• **Request**: Carry on the forum thread about modifying a Waterbug boat, starting right after its last line.

• **Document extract**:
# WaterBug Mods



## Stonehenge (Jun 4, 2014)

I inherited a Waterbug from my brother. Appears to be in fairly decent shape. I was thinking the hull needs to be re-painted and am considering customizing the interior with some casting platforms front and back. 

I have zero fiberglass experience. Never had a need to do it in the past but am a carpenter so think it wouldn't be too much of a learning curve. 

Any issues with putting a casting platform or modifying a water bug? What I am concerned with is the side walls appear to have foam encased in fiberglass running along the length of the boat. If I do perform these mods should I remove this or work around/over it?

I have pics but don't know how to upload...


----------



## DuckNut (Apr 3, 2009)

Welcome to the forum. Lots of people willing to help.



> I have pics but don't know how to upload...

• **Supplied data**:
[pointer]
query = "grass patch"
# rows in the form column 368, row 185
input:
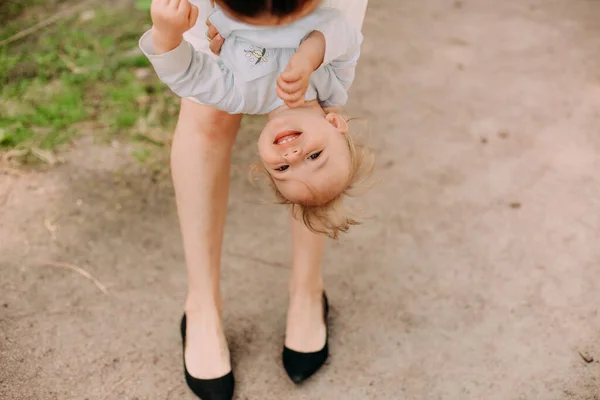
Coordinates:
column 84, row 72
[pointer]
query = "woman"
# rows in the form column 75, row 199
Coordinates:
column 200, row 163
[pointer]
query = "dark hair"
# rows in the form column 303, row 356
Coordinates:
column 253, row 8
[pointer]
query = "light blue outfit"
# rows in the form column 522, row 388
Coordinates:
column 244, row 79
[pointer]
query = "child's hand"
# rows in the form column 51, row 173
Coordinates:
column 170, row 19
column 293, row 83
column 215, row 39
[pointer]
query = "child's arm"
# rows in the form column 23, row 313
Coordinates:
column 293, row 83
column 188, row 73
column 335, row 43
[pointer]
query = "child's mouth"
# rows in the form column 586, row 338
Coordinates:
column 286, row 137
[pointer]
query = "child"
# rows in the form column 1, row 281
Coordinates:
column 293, row 73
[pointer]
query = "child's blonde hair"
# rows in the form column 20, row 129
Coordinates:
column 329, row 216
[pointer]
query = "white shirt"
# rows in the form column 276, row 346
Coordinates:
column 243, row 80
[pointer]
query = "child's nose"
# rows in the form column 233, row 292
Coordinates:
column 292, row 154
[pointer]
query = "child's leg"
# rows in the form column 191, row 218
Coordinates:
column 305, row 331
column 200, row 167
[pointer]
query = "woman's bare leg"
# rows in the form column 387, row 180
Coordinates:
column 305, row 331
column 200, row 161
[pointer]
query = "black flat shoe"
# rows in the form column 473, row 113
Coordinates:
column 301, row 366
column 207, row 389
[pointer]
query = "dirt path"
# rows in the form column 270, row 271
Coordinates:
column 477, row 278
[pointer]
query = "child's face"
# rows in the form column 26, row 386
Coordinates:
column 272, row 20
column 306, row 154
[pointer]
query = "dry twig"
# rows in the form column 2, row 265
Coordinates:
column 77, row 269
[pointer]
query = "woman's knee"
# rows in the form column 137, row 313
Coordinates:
column 207, row 123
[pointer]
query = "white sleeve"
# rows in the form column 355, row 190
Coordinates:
column 194, row 74
column 343, row 32
column 342, row 44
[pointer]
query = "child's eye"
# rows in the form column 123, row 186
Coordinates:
column 314, row 156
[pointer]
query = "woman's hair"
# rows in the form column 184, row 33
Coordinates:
column 253, row 8
column 332, row 217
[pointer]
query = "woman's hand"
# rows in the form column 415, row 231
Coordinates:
column 170, row 19
column 292, row 83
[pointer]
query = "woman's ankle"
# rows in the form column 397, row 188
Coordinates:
column 208, row 308
column 313, row 291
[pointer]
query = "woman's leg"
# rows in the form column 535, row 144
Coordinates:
column 200, row 161
column 305, row 331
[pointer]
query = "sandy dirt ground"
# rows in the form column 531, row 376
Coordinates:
column 477, row 276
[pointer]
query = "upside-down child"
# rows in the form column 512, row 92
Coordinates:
column 296, row 74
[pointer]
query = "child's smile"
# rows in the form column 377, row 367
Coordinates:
column 306, row 153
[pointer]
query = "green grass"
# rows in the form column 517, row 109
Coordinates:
column 80, row 76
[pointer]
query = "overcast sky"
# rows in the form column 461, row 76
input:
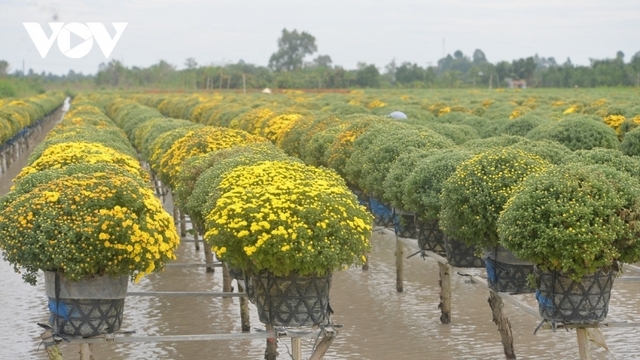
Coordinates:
column 350, row 31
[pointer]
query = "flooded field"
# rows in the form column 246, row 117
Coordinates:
column 379, row 323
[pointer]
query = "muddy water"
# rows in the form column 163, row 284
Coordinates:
column 379, row 323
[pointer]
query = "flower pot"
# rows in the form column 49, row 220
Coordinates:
column 291, row 300
column 430, row 237
column 383, row 215
column 404, row 224
column 505, row 272
column 88, row 307
column 561, row 299
column 460, row 255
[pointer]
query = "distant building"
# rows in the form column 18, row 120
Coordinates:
column 518, row 84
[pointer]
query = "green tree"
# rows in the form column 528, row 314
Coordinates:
column 292, row 48
column 367, row 75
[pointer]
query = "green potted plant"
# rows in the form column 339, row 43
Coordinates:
column 404, row 220
column 288, row 226
column 422, row 196
column 472, row 199
column 575, row 223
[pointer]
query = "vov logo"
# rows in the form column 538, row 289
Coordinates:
column 62, row 32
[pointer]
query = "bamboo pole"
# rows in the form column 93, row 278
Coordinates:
column 504, row 326
column 271, row 353
column 323, row 345
column 445, row 293
column 244, row 310
column 183, row 225
column 399, row 265
column 86, row 352
column 196, row 236
column 208, row 257
column 583, row 343
column 226, row 279
column 50, row 345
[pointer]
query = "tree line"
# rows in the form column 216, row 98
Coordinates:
column 289, row 68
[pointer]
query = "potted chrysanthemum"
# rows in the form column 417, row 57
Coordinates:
column 576, row 223
column 89, row 227
column 288, row 226
column 472, row 199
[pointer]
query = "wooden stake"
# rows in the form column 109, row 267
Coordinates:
column 583, row 344
column 445, row 293
column 504, row 326
column 183, row 224
column 86, row 352
column 50, row 345
column 244, row 311
column 271, row 353
column 208, row 256
column 399, row 270
column 323, row 345
column 296, row 348
column 244, row 84
column 226, row 279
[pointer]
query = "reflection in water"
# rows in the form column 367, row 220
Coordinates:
column 378, row 323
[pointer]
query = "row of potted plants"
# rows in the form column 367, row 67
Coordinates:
column 287, row 225
column 473, row 187
column 83, row 212
column 18, row 114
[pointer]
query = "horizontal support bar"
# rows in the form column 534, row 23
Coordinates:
column 215, row 264
column 632, row 267
column 596, row 325
column 628, row 278
column 413, row 243
column 122, row 338
column 186, row 293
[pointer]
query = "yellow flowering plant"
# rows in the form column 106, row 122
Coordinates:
column 86, row 225
column 287, row 218
column 60, row 155
column 200, row 175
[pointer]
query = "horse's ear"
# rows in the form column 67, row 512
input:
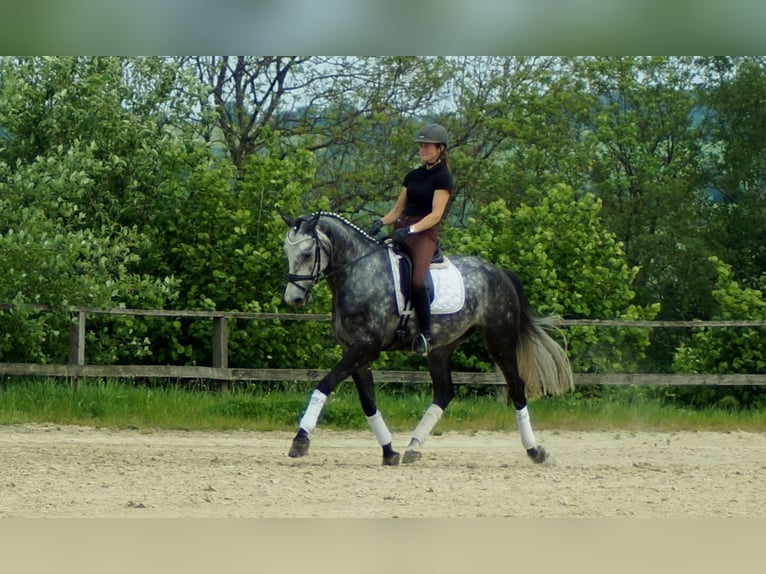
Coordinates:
column 287, row 219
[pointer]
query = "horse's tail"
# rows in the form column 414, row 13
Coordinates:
column 543, row 363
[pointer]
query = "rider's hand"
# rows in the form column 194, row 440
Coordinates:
column 400, row 234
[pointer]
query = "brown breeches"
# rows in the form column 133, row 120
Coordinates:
column 421, row 247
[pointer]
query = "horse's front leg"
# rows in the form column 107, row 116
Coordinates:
column 443, row 392
column 351, row 362
column 366, row 389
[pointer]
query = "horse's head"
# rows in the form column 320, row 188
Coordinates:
column 307, row 252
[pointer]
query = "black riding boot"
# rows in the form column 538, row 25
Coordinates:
column 422, row 343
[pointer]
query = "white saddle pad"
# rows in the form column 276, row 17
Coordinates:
column 449, row 290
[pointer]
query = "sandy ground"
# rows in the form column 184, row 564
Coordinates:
column 53, row 471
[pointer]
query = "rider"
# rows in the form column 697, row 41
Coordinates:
column 416, row 215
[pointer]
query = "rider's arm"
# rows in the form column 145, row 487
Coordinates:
column 441, row 198
column 397, row 209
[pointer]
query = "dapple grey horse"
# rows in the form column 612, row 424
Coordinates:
column 365, row 321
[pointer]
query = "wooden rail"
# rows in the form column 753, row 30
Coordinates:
column 221, row 372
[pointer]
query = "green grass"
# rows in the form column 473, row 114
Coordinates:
column 115, row 404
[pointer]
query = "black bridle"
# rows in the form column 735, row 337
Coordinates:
column 316, row 269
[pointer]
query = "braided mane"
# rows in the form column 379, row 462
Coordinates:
column 338, row 217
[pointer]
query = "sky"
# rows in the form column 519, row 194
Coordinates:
column 393, row 27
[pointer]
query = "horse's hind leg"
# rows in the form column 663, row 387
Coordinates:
column 441, row 376
column 509, row 367
column 366, row 390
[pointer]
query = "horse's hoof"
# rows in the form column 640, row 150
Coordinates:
column 538, row 454
column 411, row 456
column 391, row 459
column 300, row 447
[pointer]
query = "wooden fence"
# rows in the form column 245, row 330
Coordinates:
column 221, row 372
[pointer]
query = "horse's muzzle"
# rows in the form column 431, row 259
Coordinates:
column 296, row 297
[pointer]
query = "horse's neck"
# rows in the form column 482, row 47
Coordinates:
column 352, row 256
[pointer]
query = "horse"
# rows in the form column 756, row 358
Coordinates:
column 366, row 320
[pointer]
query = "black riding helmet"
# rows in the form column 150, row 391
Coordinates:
column 433, row 133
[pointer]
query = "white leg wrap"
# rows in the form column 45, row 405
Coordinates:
column 426, row 425
column 525, row 428
column 310, row 417
column 379, row 428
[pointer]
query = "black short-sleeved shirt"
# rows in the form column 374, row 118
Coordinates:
column 421, row 183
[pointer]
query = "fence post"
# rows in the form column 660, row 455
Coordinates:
column 77, row 343
column 221, row 348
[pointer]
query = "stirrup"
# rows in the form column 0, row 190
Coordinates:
column 421, row 345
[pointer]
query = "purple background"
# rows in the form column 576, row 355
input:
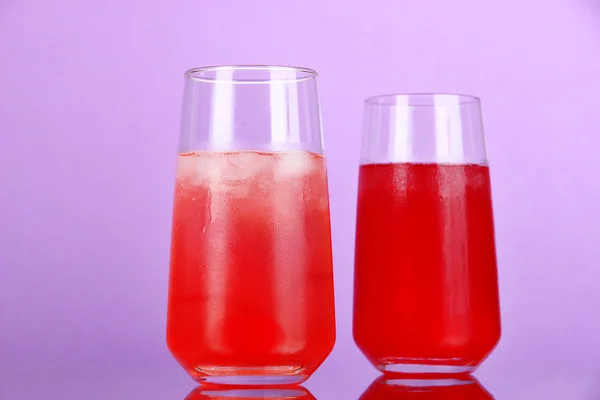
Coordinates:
column 90, row 98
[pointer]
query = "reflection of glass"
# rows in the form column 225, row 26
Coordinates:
column 251, row 283
column 463, row 388
column 220, row 393
column 426, row 285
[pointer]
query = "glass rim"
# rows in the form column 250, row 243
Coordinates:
column 301, row 74
column 451, row 99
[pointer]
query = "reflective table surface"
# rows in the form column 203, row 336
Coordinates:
column 551, row 375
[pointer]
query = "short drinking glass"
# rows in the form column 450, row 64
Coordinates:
column 251, row 282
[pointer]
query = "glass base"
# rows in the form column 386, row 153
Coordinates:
column 425, row 367
column 250, row 376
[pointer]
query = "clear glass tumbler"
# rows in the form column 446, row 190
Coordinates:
column 426, row 286
column 251, row 283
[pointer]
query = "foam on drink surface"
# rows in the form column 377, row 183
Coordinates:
column 234, row 168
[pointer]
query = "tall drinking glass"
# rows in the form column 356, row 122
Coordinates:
column 251, row 281
column 426, row 285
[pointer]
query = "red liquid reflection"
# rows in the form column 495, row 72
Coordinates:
column 249, row 393
column 463, row 388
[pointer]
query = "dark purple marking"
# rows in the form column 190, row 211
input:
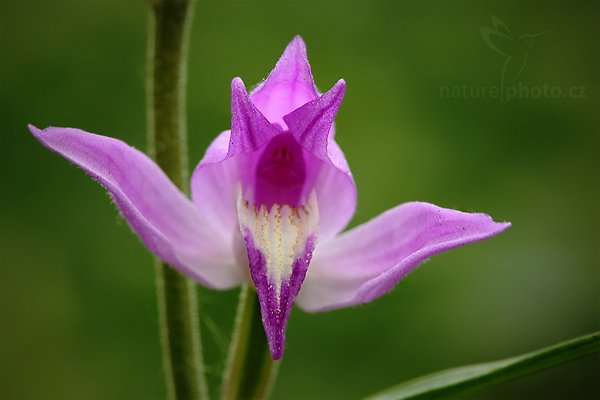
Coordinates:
column 280, row 173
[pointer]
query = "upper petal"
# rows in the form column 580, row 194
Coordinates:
column 250, row 130
column 288, row 86
column 166, row 221
column 369, row 260
column 312, row 126
column 311, row 123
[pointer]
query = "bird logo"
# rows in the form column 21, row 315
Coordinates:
column 514, row 49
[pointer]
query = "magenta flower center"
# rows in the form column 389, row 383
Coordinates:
column 280, row 173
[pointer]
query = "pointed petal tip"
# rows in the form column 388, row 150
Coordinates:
column 298, row 43
column 237, row 85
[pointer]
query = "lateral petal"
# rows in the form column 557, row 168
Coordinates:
column 369, row 260
column 165, row 220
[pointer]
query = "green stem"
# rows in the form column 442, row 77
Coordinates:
column 250, row 371
column 178, row 315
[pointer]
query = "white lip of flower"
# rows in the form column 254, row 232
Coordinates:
column 280, row 234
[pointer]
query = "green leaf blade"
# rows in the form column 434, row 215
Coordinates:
column 464, row 379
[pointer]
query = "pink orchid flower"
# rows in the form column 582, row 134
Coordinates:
column 269, row 202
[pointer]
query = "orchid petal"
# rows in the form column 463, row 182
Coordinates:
column 369, row 260
column 279, row 242
column 310, row 124
column 166, row 221
column 288, row 86
column 250, row 130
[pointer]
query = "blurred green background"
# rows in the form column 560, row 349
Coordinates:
column 77, row 306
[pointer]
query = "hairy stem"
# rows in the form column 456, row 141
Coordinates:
column 178, row 315
column 250, row 371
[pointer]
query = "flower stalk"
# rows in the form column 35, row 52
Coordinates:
column 169, row 26
column 250, row 371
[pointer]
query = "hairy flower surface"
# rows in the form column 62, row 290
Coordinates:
column 269, row 200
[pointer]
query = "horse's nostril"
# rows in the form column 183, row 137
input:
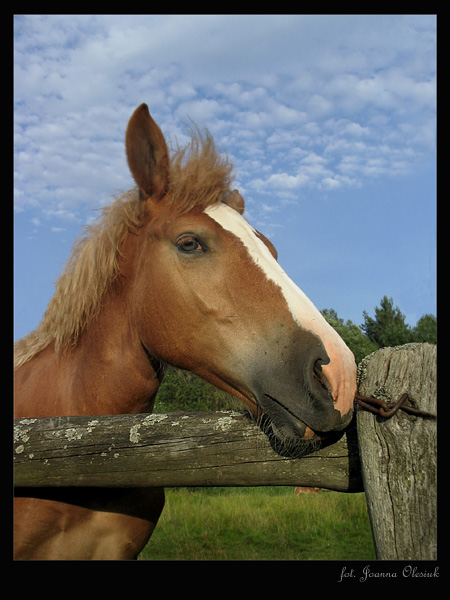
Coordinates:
column 319, row 375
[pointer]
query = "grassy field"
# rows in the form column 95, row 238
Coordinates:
column 269, row 523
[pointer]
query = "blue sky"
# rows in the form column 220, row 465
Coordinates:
column 330, row 121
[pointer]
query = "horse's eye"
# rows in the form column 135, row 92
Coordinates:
column 188, row 244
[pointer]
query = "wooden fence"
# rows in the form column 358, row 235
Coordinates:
column 393, row 461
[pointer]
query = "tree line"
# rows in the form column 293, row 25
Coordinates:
column 186, row 392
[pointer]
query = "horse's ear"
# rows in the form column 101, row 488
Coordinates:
column 236, row 201
column 147, row 154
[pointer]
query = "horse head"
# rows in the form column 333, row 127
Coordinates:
column 210, row 297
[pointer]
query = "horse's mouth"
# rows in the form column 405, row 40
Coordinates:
column 288, row 433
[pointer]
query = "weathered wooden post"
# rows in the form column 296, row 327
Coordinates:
column 398, row 455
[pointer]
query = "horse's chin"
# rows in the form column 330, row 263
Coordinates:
column 295, row 441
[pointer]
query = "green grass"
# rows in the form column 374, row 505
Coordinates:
column 270, row 523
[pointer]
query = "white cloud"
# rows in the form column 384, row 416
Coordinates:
column 298, row 101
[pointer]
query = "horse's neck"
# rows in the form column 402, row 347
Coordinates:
column 108, row 372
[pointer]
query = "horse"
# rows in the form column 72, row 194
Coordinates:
column 170, row 274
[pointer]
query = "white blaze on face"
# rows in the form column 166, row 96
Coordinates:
column 341, row 370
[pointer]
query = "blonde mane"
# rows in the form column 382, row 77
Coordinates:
column 199, row 176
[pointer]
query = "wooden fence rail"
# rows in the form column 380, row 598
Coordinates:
column 393, row 461
column 176, row 449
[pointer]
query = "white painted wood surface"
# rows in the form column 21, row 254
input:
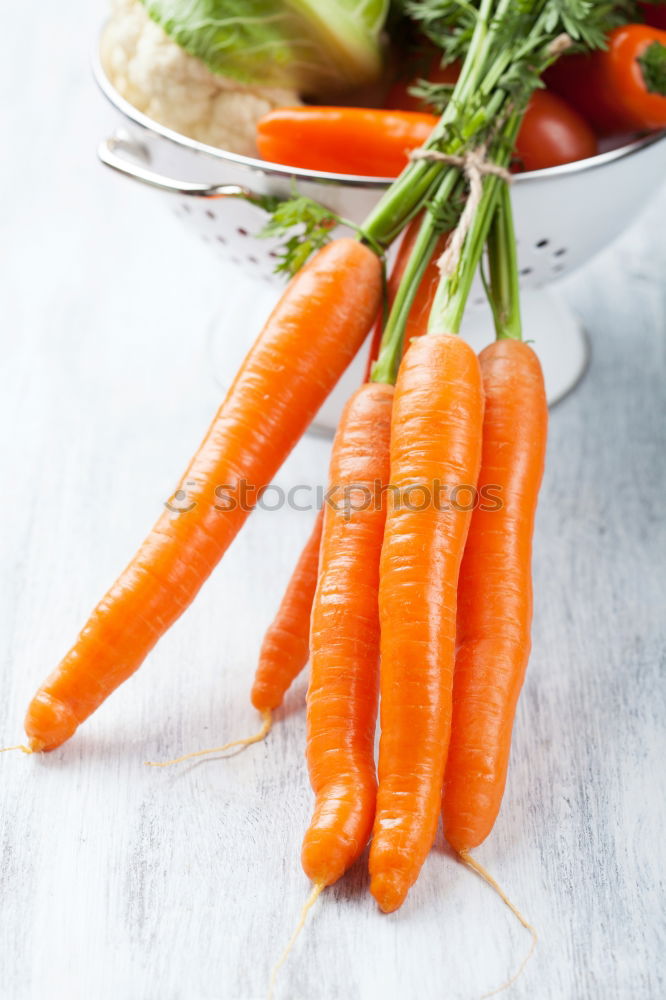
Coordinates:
column 119, row 881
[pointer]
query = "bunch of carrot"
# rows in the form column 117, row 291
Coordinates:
column 421, row 608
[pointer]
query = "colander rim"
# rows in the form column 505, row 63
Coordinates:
column 328, row 179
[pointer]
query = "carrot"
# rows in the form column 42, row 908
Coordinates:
column 286, row 646
column 285, row 649
column 436, row 442
column 366, row 141
column 342, row 698
column 425, row 292
column 307, row 342
column 495, row 593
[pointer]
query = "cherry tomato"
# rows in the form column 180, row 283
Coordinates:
column 654, row 14
column 613, row 88
column 552, row 133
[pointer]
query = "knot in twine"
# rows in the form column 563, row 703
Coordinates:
column 474, row 166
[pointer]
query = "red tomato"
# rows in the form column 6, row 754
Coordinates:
column 654, row 14
column 552, row 133
column 609, row 87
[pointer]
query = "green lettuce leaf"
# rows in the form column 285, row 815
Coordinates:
column 316, row 47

• **Result of the task**:
Look in the main menu - there is an entire section on it.

Once you do that you will get the answers you need.


----------



## WhiteDog70810 (May 6, 2008)

Is it a Gheenoe clone? You can easily put a decks and casting platforms on it. Lots of guys have on every one of the Gheenoe type hulls, but the hull dimensions are very important. If it is a 13' hull, I wouldn't do it because I think they are too small to raise the center of gravity. If it is a 15+' hull, go ahead. I'd probably work around the foam on the sides if possible.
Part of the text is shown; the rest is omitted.